RECORDS SUPPLIED:
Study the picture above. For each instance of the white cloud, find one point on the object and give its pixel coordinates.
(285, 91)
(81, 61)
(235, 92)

==

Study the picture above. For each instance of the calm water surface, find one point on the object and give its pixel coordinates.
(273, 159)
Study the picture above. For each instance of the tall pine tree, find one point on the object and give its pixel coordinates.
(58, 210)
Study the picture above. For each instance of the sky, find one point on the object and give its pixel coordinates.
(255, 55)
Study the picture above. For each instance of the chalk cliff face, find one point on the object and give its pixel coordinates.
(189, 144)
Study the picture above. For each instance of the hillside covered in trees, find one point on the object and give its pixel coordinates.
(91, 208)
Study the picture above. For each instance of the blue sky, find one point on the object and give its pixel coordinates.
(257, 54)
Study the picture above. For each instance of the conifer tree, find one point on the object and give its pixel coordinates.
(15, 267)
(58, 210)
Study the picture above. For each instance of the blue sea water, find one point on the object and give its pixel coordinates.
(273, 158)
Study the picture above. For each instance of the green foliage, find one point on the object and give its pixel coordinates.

WORK REQUEST: Please give an exact copy of the entries above, from the line with "Study the picture above. For each instance of the hillside" down to the line with "Study the picture above. For each instance of the green", inclusive, and nothing else.

EXERCISE ANSWER:
Study the picture above. For each instance of the hillside covered in trees, find one point on the object and give its pixel coordinates.
(91, 208)
Study the picture above. For each instance of the blue sky, find one point on the object and give its pixel coordinates.
(257, 54)
Study the picture above. For each instance of the conifer tree, find one point on the object and give its pixel coordinates.
(15, 267)
(58, 210)
Study the picture above. For each instance of the blue sea water, find one point on the object and give its pixel coordinates.
(273, 158)
Study the picture above. For each instance of the green foliage, find one point on the object and give its pixel coordinates.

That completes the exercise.